> **YOUR INSTRUCTIONS**: Copy out each line of the material that includes the word "after".

> **INPUT**:
···

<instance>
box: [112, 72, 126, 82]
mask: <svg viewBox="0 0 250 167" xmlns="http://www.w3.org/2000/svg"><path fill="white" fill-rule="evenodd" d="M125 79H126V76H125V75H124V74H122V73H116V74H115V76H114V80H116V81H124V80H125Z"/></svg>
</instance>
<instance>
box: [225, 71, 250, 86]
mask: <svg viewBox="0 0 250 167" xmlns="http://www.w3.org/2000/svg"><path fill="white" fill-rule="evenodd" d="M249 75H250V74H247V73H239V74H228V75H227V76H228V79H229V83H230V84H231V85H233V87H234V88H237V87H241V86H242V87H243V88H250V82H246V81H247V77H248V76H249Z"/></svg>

···

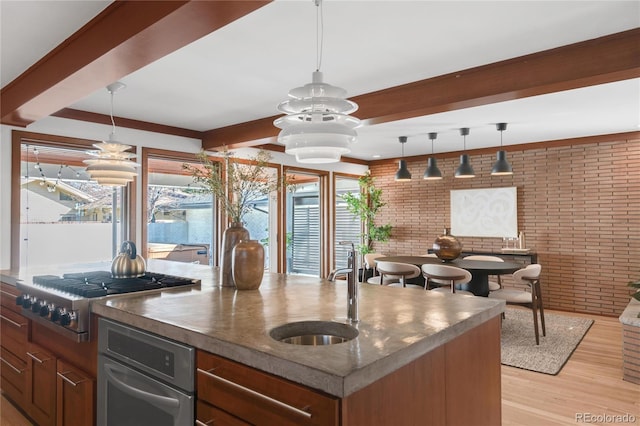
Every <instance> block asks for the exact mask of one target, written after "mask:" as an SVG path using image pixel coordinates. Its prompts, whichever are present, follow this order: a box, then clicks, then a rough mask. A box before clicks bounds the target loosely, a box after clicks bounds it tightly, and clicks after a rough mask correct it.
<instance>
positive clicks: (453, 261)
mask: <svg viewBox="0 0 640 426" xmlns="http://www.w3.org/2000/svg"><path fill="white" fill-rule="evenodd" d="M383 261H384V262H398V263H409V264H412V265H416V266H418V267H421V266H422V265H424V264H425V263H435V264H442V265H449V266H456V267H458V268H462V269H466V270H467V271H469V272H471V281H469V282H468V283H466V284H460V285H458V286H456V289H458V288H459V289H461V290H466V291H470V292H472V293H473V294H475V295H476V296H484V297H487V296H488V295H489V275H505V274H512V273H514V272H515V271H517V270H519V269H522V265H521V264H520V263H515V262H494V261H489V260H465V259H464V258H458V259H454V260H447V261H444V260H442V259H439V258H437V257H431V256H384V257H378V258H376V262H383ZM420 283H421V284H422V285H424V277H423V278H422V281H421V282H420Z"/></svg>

···

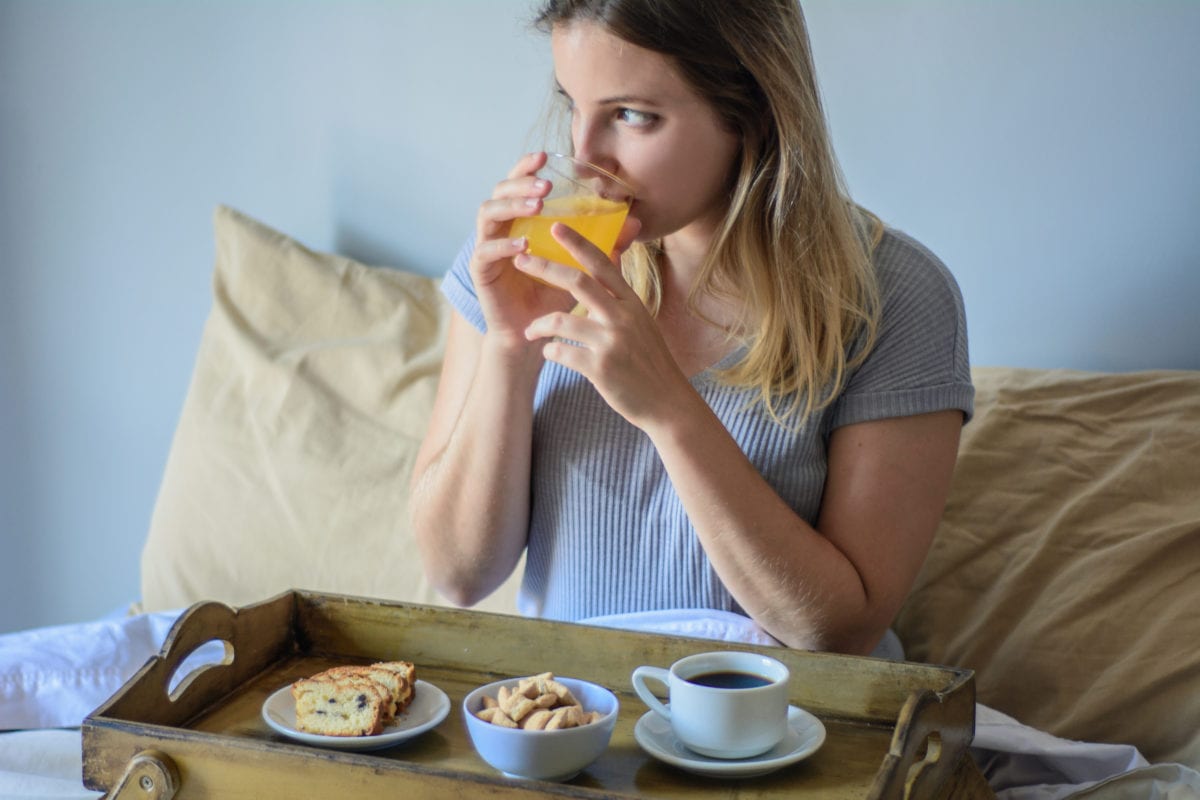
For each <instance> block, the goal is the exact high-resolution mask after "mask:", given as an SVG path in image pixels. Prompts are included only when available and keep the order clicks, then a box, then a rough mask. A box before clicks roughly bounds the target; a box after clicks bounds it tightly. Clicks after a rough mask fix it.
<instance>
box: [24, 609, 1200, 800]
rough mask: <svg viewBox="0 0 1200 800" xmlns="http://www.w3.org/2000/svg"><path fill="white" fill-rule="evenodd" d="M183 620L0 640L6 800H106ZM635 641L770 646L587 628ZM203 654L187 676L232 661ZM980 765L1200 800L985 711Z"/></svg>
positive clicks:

···

> **ANSWER TO THIS EXERCISE**:
Every <instance> block asks for the exact mask of one target, written after "mask:" as an SVG path using image pixel coordinates. Its prompts, whichever are present, follow this order: a box, then clicks, then a rough mask. A box before clicks bounds the target loosely, a box after clicks bounds it tightly, and clicks after a rough mask correct it.
For each <instance> block, the goal is the exact high-resolution mask after "mask:", given as an SVG path in image pixels. Prompts are included only when available and keep the order clicks, then a box, then a rough mask. A box before clicks roughly bounds the target; a box after clicks bounds it tightly. Clicks after a rough mask fix it.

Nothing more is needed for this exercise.